**WHAT THIS EXERCISE ASKS**
1 – Answer these questions using the agentic finance note, one line each, marked (a), (b), (c) to match:
(a) How many banks rejected the credit card application of Pawan Kumar's aunt?
(b) Which function did OnFinance eventually land on?
(c) According to the note, what does Compliance ask when AI is sold into BFSI?
2 – Using the agentic finance note, explain in one to three sentences why banks default to caution.
3 – Carry the agentic finance note forward from its final sentence with a few more paragraphs in the same voice.

**PASSAGE SHOWN**
========================
The Permission Problem: India’s Agentic Finance Moment
A note from the Arkam Rooftop Meetup Series: Agentic Finance Edition
Pawan Kumar, CEO and Co-Founder of Spense Money, has a story he tells about his aunt.
She is a professor at IIM Bangalore, with a stable salary, fixed deposits, mutual funds, and a lifetime of financial discipline. A few years ago, when she applied for a credit card, seven banks turned her down. No explanation, no appeal process, no path forward. Institutions had the data, but could not make sense of it.
Anuj Srivastava, CEO and Co-Founder of OnFinance, arrived at the problem from a different direction. OnFinance moved through AI co-pilots for relationship managers, research tools for financial institutions, and other workflows before landing on governance, risk, and compliance. Compliance was not a function that institutions wanted to differentiate. It was a function everyone needed, few had solved, and many still ran through spreadsheets, consultants, and slow manual review cycles.
Two founders, two entry points, one underlying problem: Indian financial infrastructure sits on decades of siloed, legacy systems that were never built for intelligence.
We hosted the Agentic Finance Edition of the Arkam Rooftop Meetup Series to understand what it takes to move AI agents beyond the sandbox. Consumer technology can test in public, tolerate hallucinations, and iterate on the fly. Finance cannot. When software touches credit, compliance, underwriting, institutional research, or transaction workflows, mostly accurate is not good enough. The acceptable error rate is effectively zero.
This is an account of what we heard and what it means.
The Permission Problem
Most conversations about AI adoption begin with capability. What can the model do? How fast is it improving? How much work can it automate?
In financial services, the harder question is permission.
A bank may want the product. The business team may be excited. IT may see the value. Compliance may understand the need. And yet, nothing moves.
That hesitation is structural. Banks are built to protect depositors’ money. Their default posture is caution because a failed experiment can become a risk event, a regulatory issue, or a breach of trust.
Selling AI into BFSI, therefore, becomes as much an organisational challenge as a product challenge. IT asks where the system will sit: the bank’s cloud, the vendor’s cloud, or on-premises. Compliance asks who is accountable when something goes wrong. Risk asks whether the decision can be audited.
In that environment, navigation matters as much as innovation. The companies that succeed will understand the architecture of permission inside financial institutions and build products that can move through it.
========================
**DATA SHOWN**
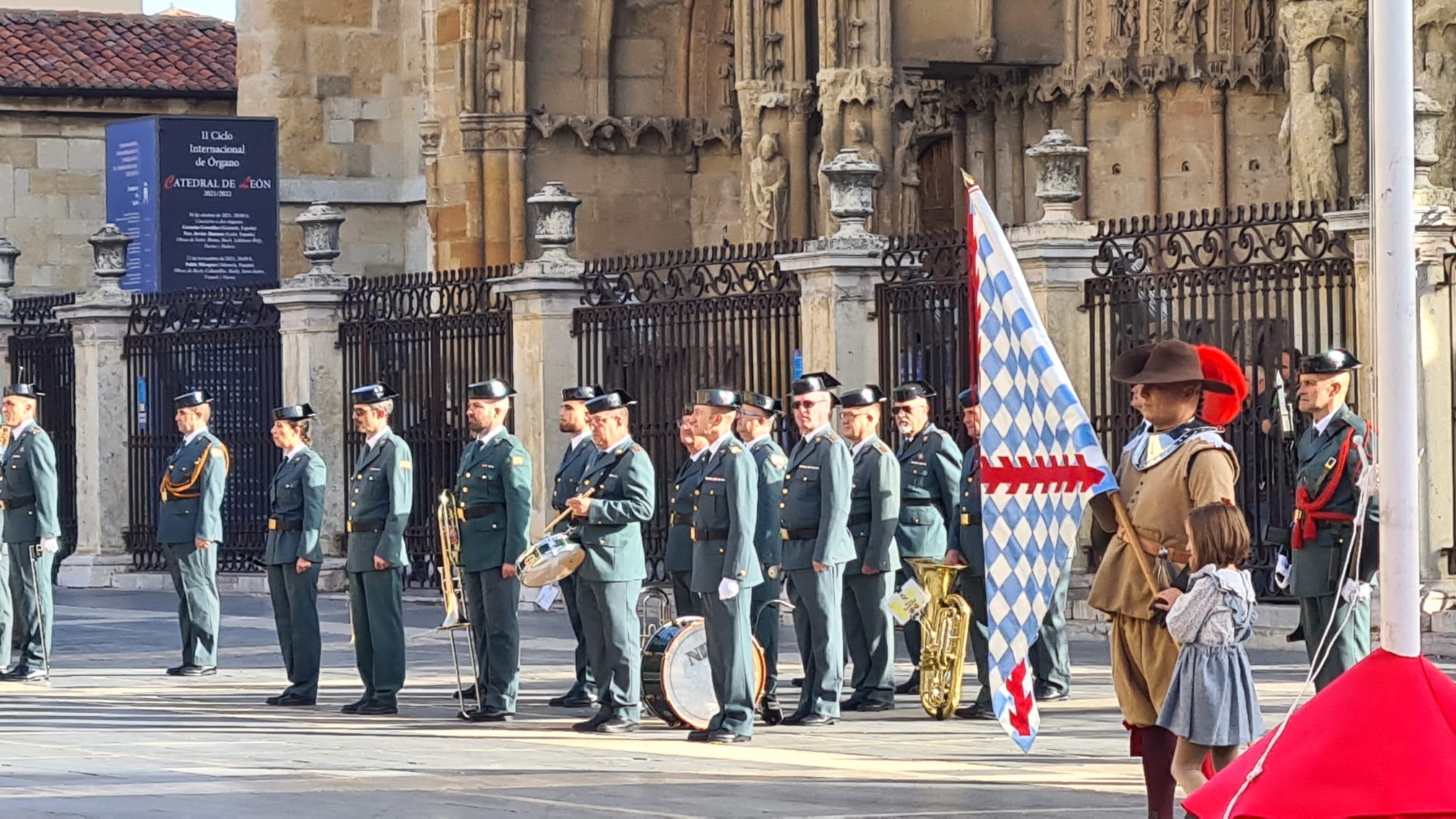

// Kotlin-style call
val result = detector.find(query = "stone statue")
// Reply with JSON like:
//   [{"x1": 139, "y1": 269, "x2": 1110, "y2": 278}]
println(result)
[
  {"x1": 1278, "y1": 60, "x2": 1348, "y2": 199},
  {"x1": 748, "y1": 134, "x2": 789, "y2": 242}
]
========================
**RESPONSE LIST**
1 –
(a) Seven banks.
(b) Governance, risk, and compliance.
(c) Who is accountable when something goes wrong.

2 – Banks are built to protect depositors' money. A failed experiment can turn into a risk event, a regulatory issue, or a breach of trust, so caution is their default posture.

3 –
What Agentic Means When the Stakes Are Real
Agentic AI is often described as software that can reason, decide, and execute workflows with some autonomy. In finance, autonomy has to operate within limits that a bank, regulator, and audit team can understand.
For OnFinance, the opportunity sits inside governance, risk, and compliance workflows. These back-office functions decide how fast a financial institution can move, though they rarely get framed as innovation bottlenecks.
Take a data analyst at a bank building a new lending model. Before the model can move forward, it needs a risk and compliance review. In a manual system, the analyst documents the model, sends it to the relevant teams, waits, responds to comments, and repeats the cycle if revisions are needed.
The pace of the workflow depends on specialist availability. OnFinance is trying to make these reviews available on demand. A model can be submitted and, within a much shorter window, return a report identifying failed risk and compliance checks.
The deeper shift is from scarcity to abundance. Risk review no longer has to be a weekly bottleneck. It can run hourly, in parallel, across models. That is a specific kind of agentic finance: a way to make an institutional constraint programmable.
Spense Money is working on a different constraint: credit infrastructure for the next 200 to 300 million Indians. These are people with income patterns, deposits, assets, transaction histories, and financial behaviour who remain ineligible to the existing credit system.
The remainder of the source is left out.